* Given instruction
Restate every line of the material, word for word.

..........

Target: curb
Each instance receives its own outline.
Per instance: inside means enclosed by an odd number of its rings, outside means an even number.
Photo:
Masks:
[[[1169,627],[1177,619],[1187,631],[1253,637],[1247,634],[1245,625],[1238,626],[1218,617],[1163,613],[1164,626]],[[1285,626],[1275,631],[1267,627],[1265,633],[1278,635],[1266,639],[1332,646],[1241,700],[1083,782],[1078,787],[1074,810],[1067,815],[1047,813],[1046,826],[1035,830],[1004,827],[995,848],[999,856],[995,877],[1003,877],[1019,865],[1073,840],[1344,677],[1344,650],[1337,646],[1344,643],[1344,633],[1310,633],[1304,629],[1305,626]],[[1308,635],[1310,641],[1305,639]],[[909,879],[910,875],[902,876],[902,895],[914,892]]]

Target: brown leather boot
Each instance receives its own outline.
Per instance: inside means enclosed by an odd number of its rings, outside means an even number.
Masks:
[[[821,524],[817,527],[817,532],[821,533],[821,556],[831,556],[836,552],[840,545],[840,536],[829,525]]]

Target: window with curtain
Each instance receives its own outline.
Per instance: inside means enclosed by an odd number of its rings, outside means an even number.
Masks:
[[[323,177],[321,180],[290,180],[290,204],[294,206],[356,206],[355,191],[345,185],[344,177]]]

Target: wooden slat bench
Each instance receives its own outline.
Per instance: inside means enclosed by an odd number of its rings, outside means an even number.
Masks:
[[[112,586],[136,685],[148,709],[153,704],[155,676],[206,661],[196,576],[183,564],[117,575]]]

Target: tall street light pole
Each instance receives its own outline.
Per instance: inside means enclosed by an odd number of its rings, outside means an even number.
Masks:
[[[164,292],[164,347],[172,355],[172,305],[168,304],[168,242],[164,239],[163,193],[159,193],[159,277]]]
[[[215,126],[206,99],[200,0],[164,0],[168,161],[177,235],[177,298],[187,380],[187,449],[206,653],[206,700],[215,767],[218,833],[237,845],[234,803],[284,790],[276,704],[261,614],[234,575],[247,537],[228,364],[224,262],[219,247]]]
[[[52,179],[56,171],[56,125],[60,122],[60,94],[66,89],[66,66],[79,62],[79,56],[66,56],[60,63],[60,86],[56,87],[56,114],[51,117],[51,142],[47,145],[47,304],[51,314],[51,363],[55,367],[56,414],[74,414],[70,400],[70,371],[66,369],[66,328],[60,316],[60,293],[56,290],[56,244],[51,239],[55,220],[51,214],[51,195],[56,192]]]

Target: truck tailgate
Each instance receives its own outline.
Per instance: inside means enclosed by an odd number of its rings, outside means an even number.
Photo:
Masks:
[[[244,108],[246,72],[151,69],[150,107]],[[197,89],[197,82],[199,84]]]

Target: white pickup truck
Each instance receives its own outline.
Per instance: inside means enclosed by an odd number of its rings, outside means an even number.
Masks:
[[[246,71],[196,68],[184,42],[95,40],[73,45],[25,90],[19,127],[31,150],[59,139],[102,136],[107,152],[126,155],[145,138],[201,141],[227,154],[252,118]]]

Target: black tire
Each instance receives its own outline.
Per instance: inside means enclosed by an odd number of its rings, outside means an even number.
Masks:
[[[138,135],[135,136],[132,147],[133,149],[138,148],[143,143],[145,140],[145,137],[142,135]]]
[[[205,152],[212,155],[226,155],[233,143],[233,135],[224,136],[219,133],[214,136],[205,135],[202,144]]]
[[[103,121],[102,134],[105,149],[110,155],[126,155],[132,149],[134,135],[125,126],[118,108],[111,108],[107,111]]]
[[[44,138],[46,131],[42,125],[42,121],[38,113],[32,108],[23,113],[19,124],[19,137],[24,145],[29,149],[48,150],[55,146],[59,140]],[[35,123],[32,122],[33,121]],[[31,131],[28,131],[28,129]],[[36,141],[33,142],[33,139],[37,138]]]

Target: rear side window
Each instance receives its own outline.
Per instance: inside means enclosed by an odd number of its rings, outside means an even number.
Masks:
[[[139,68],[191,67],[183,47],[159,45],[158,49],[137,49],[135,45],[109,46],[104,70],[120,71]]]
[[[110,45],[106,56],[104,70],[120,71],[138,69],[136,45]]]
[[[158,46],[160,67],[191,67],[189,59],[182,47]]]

..........

* Expected answer
Target: curb
Each instance receives its own outline.
Per instance: inside means enclosed by an odd number of its rings, outside means an even number.
Photo:
Masks:
[[[1169,627],[1177,619],[1187,631],[1253,637],[1247,634],[1245,625],[1238,626],[1218,617],[1163,613],[1164,626]],[[1285,626],[1275,631],[1267,627],[1265,633],[1278,635],[1266,639],[1332,646],[1241,700],[1083,782],[1078,787],[1074,810],[1067,815],[1047,813],[1046,826],[1035,830],[1004,827],[995,848],[999,856],[995,877],[1003,877],[1019,865],[1073,840],[1344,677],[1344,650],[1337,646],[1344,643],[1344,633],[1310,633],[1304,629],[1305,626]],[[1308,635],[1310,641],[1305,639]],[[909,879],[910,875],[902,876],[902,895],[914,892]]]

Target: brown leather boot
Each instance receives its own outline.
Per instance: inside means enclosed by an odd number of its rings, outside means an even number.
Masks:
[[[821,524],[817,527],[817,532],[821,533],[821,556],[831,556],[836,552],[840,545],[840,536],[829,525]]]

Target: window with curtain
Each instance receives its own outline.
Per instance: inside means enclosed by an odd number of its rings, outside means an even number.
Masks:
[[[323,177],[321,180],[290,180],[290,204],[294,206],[356,206],[355,191],[345,185],[344,177]]]

Target: wooden slat bench
Each instance receives its own outline.
Per instance: inside means enclosed by an odd number of its rings, outside means an even number.
Masks:
[[[112,586],[136,685],[148,709],[153,704],[155,676],[206,661],[196,576],[183,564],[117,575]]]

Target: tall street light pole
Each instance receives its own outline.
Per instance: inside means enclosed by an odd number of its rings, outside means an even number.
Masks:
[[[164,292],[164,347],[172,355],[172,305],[168,304],[168,242],[164,239],[163,193],[159,193],[159,277]]]
[[[215,126],[206,99],[200,0],[164,0],[168,161],[177,235],[177,298],[187,380],[187,449],[206,653],[206,700],[215,767],[218,833],[237,845],[234,803],[284,790],[276,704],[261,614],[234,575],[247,537],[228,364],[224,262],[219,247]]]
[[[52,179],[56,171],[56,125],[60,122],[60,94],[66,89],[66,66],[79,62],[79,56],[66,56],[60,63],[60,86],[56,87],[56,114],[51,117],[51,142],[47,145],[47,304],[51,314],[51,363],[55,367],[56,414],[74,414],[70,400],[70,371],[66,369],[66,328],[60,316],[60,293],[56,290],[56,244],[51,239],[55,220],[51,214],[51,195],[56,192]]]

Target: truck tailgate
Each instance receives its own outline.
Per instance: inside means enclosed by an odd number of its rings, outside means an even number.
Photo:
Masks:
[[[244,108],[246,72],[151,69],[150,107]],[[197,89],[197,82],[199,84]]]

Target: white pickup truck
Each instance receives its own outline.
Per instance: inside means enclosed by an odd number of its rings, outside means an even number.
Masks:
[[[246,71],[196,68],[184,42],[95,40],[73,45],[25,90],[19,127],[31,150],[59,139],[102,136],[107,152],[126,155],[145,138],[201,141],[227,154],[252,118]]]

Target: black tire
Each instance receives its own outline.
Per instance: inside means enclosed by an odd number of its rings, outside means an even number.
Masks:
[[[138,135],[135,136],[132,147],[133,149],[138,148],[143,143],[145,140],[145,137],[142,135]]]
[[[205,152],[212,155],[226,155],[233,143],[233,135],[224,136],[219,133],[214,136],[205,135],[202,144]]]
[[[103,121],[102,134],[105,149],[110,155],[126,155],[132,149],[134,135],[125,126],[118,108],[111,108],[107,111]]]
[[[44,138],[46,131],[42,125],[42,121],[38,113],[32,108],[23,113],[19,124],[19,137],[24,145],[29,149],[48,150],[55,146],[59,140]],[[35,123],[32,122],[33,121]],[[31,131],[28,131],[28,129]],[[36,141],[33,142],[33,139],[37,138]]]

Target: rear side window
Each instance receives its own outline.
Per instance: inside means enclosed by an odd number of its rings, outside means an even number.
Masks:
[[[139,68],[191,67],[183,47],[159,45],[158,49],[137,49],[135,45],[109,46],[104,70],[120,71]]]
[[[110,45],[106,56],[104,70],[120,71],[138,69],[136,45]]]
[[[158,46],[160,67],[191,67],[189,59],[182,47]]]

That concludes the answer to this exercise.